TASK GOAL:
Please reproduce every one of the items below word for word.

DATA TO USE:
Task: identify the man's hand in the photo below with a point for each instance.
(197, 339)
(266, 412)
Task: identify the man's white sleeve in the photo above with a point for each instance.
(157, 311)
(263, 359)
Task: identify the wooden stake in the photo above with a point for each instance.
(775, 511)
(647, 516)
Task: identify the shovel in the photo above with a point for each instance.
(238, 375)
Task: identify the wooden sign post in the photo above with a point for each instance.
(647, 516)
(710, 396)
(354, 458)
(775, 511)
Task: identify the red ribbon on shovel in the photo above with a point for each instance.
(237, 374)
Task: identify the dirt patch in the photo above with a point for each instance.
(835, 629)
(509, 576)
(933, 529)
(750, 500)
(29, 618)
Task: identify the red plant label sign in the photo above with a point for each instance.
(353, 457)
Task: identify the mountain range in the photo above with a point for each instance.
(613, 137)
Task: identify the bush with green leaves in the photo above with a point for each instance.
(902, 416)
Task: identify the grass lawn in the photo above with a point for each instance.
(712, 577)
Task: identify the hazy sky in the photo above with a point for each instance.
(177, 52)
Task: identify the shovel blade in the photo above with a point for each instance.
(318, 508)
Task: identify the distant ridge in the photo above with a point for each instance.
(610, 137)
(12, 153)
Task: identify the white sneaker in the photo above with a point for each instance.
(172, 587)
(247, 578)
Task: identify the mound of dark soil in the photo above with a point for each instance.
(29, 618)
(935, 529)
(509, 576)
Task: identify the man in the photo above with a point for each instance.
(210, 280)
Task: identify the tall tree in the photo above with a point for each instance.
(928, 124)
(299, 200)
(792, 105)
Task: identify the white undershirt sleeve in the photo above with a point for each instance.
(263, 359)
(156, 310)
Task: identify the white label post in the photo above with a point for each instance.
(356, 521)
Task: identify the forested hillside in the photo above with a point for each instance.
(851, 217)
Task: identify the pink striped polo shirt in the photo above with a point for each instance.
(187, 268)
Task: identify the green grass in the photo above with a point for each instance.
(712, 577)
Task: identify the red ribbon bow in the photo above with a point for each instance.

FINAL RESULT:
Task: identify the man's hand in the photo below with a point for each instance.
(197, 339)
(266, 412)
Task: identify the man's white sleeve in the photo above with a point for each instance.
(157, 311)
(263, 359)
Task: identify the wooden stake in the photo above with a point for each instance.
(775, 511)
(647, 516)
Task: identify the shovel in the photo above with a point for each instance.
(238, 375)
Task: identify the wooden sign post in the photo above with a point for each instance.
(647, 516)
(710, 396)
(354, 458)
(775, 511)
Task: identify the red ribbon on shovel in the photo above with a point for each instance.
(237, 374)
Task: identify the dirt patch in the photo above with a point for each instance.
(835, 629)
(509, 576)
(933, 529)
(750, 500)
(29, 618)
Task: identify the red plant label sign in the photo above with a point for each instance.
(353, 457)
Task: identify the mountain range in the photo above with a point for each instance.
(613, 137)
Task: identify the bush with green leaves in the photo above with a point for each instance.
(902, 416)
Task: identify the grass lawn in the photo above with a point for each instance.
(712, 577)
Task: identify the hazy sky in the photo above with a point for each instance.
(177, 52)
Task: identify the shovel blade in the photo above with a point for each instance.
(318, 508)
Task: identify the distant ridge in the photo above with a point for each instance.
(610, 137)
(12, 153)
Task: identify the white sneaker in the photo above with a point for each instance.
(172, 587)
(247, 578)
Task: identify the mound of dark soil in the photo above with a point for each instance.
(29, 618)
(935, 529)
(509, 576)
Task: identify the man in the photo above with a point for each instance.
(210, 280)
Task: identify the tall tree in the photo above with a point for each instance.
(928, 124)
(299, 200)
(792, 105)
Task: identify the white undershirt sleeve in the photo above with a point for each instance.
(263, 359)
(156, 310)
Task: identify the white label post in the photo above with a point for each instance.
(356, 521)
Task: identify the forested hillside in the photo above with a point for each instance.
(851, 217)
Task: identify the pink striped polo shirt in the photo above with a point for each instance.
(187, 268)
Task: identify the green grass in the photo above with a point for each instance.
(712, 577)
Task: identify the red ribbon bow in the photo above with a point for each instance.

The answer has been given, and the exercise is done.